As the world knows now, Tyrus Raymond Cobb is less popular than Napoleon Lajoie. Perhaps Cobb is the least popular player who ever lived. And why? Whether you like or dislike this young fellow, you must concede him one virtue: what he has won, he has taken by might of his own play. He asks no quarter and gives none. Pistareen ball players whom he has “shown up” dislike him. Third basemen with bum arms, second basemen with tender shins, catchers who cannot throw out a talented slider—all despise Cobb. And their attitude has infected the stands. Why do they so resent Cobb when he plays the game at every point on the field, giving his best at every moment, and makes life miserable for those less willing?

There was outrage as the story unraveled. There were even rumors that some of Cobb’s teammates sent a telegram congratulating Lajoie after he “won” the crown. But before the dust could settle too much, in stepped American League president Ban Johnson, a man never accused of being not stern enough. His default mood was set to “crotchety.”

Johnson threw O’Connor out baseball, castigated and fined Corriden, and ordered that Cobb would be the official winner of the batting title, regardless of the eight “hits” Lajoie accumulated on the season’s final day. In those days, for some reason, it took months for the “official” statistics to be tabulated, but when they were released that winter, presto! Cobb was one point ahead of Lajoie.

In a move right out of “PR 101”, Chalmers gave cars to both Cobb and Lajoie, though that didn’t stop Napolean from taking a little jibe at Ty.

“I’ve always understood,” Lajoie said, “that the automobile I got ran a lot better than the one they gave to Ty.”

Nice one, Nap.

For the rest of his life, Cobb assumed he had won 12 batting titles, and every publication that listed his feats agreed. Then, in 1982, a statistical researcher armed with a new-fangled computing machine found that league officials had counted one of Cobb’s games twice in 1910, so Lajoie should have won the title anyway! Regardless, Major League Baseball did not officially recognize this revelation and their official record books still had Cobb with 12 titles.

#### Work to complete:
• a. For each statement, say whether it agrees with the text about Cobb and Lajoie, answering yes or no and quoting the words that decide it. (i) Chalmers gave a car only to Lajoie. (ii) Ban Johnson fined Corriden. (iii) In 1982 a researcher found that one of Cobb's games from 1910 had been counted twice.
• b. According to the text about Cobb and Lajoie, how many batting titles did Cobb believe for the rest of his life that he had won?
The lines that come after this text are separate material and have no connection to it.

#### Source data:
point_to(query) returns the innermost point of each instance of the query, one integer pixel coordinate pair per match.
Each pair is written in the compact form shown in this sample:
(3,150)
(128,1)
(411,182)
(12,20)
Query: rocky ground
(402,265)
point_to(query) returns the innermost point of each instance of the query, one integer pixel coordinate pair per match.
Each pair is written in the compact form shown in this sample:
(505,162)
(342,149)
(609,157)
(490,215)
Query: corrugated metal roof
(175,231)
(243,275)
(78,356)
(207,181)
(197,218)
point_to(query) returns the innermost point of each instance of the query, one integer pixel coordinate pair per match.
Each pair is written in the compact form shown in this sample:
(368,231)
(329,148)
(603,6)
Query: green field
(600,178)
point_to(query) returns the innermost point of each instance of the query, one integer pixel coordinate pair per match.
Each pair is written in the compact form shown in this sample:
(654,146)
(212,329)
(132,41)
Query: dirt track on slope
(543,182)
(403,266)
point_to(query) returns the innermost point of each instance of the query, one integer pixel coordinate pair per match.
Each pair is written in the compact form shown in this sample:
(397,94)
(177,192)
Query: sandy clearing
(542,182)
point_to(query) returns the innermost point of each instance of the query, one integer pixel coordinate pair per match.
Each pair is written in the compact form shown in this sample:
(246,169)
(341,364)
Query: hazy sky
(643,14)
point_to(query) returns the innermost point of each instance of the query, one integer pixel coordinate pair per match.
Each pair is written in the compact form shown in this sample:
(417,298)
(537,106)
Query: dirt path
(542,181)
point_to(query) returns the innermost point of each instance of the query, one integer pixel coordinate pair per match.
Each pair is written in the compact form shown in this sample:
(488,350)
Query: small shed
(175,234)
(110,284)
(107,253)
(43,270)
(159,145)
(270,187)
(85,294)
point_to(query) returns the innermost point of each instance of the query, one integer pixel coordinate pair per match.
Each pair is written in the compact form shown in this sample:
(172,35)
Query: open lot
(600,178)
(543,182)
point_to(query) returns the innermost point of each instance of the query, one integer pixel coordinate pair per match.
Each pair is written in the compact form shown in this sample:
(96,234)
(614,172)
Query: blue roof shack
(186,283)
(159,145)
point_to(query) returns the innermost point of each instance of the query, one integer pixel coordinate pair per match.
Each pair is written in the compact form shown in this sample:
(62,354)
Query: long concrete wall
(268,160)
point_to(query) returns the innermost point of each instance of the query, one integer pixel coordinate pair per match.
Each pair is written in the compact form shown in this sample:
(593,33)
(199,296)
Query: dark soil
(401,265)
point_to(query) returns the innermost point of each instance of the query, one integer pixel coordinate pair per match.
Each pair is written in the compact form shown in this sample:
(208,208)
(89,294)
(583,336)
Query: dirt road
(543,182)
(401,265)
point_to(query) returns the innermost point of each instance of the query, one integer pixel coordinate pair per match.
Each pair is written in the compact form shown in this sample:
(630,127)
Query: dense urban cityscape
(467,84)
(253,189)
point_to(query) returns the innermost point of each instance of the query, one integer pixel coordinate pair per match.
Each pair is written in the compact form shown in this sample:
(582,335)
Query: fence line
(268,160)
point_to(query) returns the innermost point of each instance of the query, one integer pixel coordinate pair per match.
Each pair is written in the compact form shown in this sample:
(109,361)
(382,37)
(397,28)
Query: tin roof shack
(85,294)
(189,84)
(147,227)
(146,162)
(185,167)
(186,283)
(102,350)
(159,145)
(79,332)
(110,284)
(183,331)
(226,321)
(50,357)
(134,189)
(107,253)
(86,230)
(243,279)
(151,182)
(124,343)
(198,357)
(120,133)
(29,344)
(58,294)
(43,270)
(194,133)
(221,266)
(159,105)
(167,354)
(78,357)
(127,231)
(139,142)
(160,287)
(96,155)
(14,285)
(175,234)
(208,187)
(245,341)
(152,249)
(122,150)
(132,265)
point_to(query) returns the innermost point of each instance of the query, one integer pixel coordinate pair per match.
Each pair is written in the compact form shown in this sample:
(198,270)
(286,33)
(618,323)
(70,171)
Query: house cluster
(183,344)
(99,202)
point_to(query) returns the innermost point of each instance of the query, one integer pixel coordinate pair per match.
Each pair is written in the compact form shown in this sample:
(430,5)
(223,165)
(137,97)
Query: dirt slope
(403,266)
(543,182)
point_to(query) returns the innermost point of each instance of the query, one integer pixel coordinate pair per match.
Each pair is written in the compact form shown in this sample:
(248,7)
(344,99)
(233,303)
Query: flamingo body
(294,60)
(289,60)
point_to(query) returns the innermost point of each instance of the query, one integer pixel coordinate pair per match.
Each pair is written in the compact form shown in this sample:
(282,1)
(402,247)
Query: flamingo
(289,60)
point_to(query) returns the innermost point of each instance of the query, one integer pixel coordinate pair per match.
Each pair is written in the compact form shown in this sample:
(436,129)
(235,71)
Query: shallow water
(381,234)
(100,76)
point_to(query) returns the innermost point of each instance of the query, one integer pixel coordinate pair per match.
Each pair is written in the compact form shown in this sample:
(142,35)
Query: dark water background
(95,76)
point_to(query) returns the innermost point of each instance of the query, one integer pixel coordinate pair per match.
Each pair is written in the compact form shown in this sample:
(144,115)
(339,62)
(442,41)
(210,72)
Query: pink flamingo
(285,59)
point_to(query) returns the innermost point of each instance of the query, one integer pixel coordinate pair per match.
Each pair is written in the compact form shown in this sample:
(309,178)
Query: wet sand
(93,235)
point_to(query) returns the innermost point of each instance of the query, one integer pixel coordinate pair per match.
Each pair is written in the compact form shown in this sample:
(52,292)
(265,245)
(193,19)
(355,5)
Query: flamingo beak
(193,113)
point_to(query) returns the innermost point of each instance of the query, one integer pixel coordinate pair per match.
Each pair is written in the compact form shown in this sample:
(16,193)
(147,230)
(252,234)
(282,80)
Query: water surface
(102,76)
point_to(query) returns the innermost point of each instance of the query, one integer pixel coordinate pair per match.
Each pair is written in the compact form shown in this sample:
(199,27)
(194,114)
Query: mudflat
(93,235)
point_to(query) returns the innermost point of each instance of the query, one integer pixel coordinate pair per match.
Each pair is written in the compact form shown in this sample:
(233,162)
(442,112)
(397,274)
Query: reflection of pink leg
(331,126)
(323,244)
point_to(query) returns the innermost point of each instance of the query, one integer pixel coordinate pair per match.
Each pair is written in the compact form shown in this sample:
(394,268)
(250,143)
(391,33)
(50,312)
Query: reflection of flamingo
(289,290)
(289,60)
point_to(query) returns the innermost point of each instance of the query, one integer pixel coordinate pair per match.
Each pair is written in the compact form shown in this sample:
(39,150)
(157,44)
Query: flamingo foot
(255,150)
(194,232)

#### Solutions to the tasks:
• a.
(i) No: "Chalmers gave cars to both Cobb and Lajoie"
(ii) Yes: "castigated and fined Corriden"
(iii) Yes: "league officials had counted one of Cobb’s games twice in 1910"

• b. 12 batting titles.